■ Short task
Can you write out the records again, starting with the first line and going on through the line with "[370,53,452,96]", requests included, with every bounding box coordinate shifted by -22? Give only those lines.

==============================

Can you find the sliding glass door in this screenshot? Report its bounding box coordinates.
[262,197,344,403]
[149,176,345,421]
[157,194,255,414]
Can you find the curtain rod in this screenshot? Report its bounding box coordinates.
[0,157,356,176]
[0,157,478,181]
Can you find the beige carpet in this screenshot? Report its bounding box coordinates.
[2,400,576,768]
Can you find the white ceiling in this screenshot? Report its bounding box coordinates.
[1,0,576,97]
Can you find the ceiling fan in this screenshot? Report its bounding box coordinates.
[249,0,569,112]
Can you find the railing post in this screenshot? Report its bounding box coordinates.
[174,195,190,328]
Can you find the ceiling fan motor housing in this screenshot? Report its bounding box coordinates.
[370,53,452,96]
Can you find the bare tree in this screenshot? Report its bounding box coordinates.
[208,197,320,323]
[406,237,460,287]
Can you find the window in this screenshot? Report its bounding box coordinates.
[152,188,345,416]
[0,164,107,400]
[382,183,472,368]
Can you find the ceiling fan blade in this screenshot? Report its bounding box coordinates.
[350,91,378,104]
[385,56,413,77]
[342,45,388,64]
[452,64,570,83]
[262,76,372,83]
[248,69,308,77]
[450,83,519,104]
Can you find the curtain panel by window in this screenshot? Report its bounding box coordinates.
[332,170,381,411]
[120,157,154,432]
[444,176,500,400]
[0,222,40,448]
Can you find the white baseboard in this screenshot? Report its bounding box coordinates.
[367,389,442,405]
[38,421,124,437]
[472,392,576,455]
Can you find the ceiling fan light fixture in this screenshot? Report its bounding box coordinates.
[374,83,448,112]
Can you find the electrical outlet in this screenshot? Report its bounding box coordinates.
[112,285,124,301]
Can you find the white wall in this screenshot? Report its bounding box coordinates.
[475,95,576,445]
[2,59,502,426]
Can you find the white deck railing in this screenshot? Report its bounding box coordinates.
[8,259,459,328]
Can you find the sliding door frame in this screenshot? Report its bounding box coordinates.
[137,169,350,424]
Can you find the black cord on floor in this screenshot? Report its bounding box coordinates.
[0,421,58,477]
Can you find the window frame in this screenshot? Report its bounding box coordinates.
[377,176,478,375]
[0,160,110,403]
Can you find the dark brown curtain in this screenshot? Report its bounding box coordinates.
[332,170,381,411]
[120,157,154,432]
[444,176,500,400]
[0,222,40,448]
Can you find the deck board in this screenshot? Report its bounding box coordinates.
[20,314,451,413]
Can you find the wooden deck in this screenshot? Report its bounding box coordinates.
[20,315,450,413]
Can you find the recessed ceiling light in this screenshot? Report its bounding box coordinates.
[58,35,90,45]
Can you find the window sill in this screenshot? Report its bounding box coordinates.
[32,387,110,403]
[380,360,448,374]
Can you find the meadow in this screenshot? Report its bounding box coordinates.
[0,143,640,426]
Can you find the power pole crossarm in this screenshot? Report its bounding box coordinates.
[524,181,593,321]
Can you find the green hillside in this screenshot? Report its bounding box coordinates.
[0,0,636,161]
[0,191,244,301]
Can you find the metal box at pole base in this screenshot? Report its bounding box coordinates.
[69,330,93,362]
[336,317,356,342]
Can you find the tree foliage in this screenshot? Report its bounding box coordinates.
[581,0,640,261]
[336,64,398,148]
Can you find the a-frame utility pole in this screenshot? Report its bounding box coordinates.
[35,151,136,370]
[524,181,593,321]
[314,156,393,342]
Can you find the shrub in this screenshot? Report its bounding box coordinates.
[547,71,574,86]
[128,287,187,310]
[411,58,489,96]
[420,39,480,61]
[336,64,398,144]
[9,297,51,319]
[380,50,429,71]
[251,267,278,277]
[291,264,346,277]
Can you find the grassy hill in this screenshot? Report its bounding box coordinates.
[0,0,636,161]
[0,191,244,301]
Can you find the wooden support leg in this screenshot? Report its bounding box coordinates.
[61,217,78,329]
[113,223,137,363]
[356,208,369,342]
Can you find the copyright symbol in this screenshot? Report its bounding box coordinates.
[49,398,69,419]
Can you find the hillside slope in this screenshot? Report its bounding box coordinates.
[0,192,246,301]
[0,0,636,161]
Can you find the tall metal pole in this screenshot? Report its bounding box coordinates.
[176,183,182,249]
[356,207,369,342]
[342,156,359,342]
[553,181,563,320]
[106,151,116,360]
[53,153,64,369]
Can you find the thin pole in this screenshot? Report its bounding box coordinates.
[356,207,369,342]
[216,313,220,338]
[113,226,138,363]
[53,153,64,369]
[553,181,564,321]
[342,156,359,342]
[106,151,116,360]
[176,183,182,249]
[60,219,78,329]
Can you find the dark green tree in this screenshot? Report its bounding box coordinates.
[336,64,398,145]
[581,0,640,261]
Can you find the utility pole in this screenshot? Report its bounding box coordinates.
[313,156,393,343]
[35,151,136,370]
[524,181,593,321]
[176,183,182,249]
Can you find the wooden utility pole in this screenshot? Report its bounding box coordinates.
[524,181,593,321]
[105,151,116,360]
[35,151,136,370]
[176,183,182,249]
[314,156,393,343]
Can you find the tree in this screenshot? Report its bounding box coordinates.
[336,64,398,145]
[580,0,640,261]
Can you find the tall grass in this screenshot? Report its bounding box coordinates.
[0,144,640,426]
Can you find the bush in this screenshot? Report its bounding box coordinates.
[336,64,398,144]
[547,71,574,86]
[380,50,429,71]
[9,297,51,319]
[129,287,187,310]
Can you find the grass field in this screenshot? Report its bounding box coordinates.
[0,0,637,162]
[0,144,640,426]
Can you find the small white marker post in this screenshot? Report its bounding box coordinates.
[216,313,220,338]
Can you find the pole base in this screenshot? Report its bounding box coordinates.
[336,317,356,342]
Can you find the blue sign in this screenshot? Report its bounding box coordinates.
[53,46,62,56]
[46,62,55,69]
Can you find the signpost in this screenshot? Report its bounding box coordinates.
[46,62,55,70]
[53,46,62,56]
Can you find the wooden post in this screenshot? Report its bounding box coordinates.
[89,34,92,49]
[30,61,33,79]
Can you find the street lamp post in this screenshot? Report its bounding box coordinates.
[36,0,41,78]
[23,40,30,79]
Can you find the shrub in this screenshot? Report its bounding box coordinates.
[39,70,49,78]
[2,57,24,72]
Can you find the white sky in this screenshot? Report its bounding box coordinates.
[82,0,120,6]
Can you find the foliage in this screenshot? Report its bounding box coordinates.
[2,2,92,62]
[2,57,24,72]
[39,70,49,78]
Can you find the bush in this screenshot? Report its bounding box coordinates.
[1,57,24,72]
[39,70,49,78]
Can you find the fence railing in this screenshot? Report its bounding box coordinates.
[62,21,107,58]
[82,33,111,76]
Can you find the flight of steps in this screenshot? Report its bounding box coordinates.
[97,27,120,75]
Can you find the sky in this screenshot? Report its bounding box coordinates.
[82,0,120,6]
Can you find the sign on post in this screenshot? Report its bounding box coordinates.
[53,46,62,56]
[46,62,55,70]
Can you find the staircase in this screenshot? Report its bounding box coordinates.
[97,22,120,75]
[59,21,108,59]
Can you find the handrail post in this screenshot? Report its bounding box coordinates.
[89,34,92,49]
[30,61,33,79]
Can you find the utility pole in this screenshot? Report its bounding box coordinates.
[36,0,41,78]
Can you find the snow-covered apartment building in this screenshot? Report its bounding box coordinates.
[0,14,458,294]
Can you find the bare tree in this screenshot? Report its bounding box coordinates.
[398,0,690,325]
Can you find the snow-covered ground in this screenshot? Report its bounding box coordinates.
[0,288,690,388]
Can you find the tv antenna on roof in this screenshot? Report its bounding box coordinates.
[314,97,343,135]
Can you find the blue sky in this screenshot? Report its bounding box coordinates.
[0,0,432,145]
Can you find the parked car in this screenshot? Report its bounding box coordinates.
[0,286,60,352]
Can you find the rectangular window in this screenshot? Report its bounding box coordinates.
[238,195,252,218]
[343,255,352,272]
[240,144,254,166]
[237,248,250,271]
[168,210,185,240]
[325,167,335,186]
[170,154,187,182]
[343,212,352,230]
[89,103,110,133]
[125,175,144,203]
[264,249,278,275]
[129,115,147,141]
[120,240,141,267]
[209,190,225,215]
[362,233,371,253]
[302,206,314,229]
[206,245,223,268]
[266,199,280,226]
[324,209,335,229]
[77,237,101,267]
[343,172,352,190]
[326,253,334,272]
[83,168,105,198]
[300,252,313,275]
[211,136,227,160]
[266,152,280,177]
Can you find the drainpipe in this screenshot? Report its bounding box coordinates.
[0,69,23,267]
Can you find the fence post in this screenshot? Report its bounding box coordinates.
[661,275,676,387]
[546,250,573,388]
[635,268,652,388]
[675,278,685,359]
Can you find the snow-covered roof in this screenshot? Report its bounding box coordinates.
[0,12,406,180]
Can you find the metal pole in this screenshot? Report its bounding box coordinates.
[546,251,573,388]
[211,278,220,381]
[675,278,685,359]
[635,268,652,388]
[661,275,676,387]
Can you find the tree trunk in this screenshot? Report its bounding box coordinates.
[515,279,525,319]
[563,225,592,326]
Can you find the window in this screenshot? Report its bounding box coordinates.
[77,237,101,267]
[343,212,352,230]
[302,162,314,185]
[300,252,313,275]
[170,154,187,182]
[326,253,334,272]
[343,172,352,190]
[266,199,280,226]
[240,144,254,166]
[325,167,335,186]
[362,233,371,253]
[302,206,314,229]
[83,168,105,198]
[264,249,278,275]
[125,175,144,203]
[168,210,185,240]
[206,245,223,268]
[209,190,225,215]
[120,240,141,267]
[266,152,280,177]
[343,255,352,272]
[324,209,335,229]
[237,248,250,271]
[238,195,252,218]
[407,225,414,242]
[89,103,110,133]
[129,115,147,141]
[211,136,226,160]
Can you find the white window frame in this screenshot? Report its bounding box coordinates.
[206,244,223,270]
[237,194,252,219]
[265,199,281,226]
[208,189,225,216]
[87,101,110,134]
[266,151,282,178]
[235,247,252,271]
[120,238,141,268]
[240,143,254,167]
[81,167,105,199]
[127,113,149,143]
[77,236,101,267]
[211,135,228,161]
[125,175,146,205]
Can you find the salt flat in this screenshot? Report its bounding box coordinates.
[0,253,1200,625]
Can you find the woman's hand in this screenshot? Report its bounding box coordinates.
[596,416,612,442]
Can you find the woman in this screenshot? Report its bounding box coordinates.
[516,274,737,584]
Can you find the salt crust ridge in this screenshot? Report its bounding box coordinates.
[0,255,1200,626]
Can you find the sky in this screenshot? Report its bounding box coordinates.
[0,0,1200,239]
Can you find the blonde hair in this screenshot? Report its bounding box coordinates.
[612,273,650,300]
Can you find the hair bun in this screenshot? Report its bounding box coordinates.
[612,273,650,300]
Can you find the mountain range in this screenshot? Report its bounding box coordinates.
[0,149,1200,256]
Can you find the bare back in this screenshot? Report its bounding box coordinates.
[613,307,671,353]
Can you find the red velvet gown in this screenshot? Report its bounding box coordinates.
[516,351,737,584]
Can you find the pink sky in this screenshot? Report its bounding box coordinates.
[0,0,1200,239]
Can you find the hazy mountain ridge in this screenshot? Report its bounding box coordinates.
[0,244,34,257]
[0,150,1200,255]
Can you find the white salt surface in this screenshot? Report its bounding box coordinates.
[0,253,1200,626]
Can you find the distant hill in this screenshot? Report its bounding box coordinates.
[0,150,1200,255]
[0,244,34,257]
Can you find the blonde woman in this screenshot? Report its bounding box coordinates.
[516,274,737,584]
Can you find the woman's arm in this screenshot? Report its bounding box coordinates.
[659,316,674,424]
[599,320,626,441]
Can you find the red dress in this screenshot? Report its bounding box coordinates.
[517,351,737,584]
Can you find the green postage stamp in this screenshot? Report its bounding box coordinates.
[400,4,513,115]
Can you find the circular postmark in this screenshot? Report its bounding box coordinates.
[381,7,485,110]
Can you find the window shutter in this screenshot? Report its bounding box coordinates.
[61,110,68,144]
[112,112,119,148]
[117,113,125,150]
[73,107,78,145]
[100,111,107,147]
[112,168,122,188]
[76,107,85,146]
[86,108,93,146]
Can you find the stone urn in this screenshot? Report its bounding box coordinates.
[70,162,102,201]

==============================

■ Result for this task
Can you find the sliding glass door in this screenshot? Report its bounding box coordinates.
[240,175,322,381]
[127,154,323,399]
[135,172,233,392]
Can you find the curtain rod in this screenshot? Report its bounding box coordinates.
[-22,135,334,154]
[-22,135,456,159]
Can you find the beige carpet in this screenshot? Report its bounding box coordinates.
[-20,378,554,746]
Can you find the white ceiling in this screenshot? Report its bounding box coordinates.
[-21,-22,554,75]
Can you find the ceiling fan in this screenshot? Report its bounding box coordinates.
[227,-22,547,90]
Can you find the railing post in this screenshot? Report its bounding box coordinates.
[152,173,168,306]
Can you find the ceiling fan motor housing in this screenshot? Report its bounding box coordinates.
[348,31,430,74]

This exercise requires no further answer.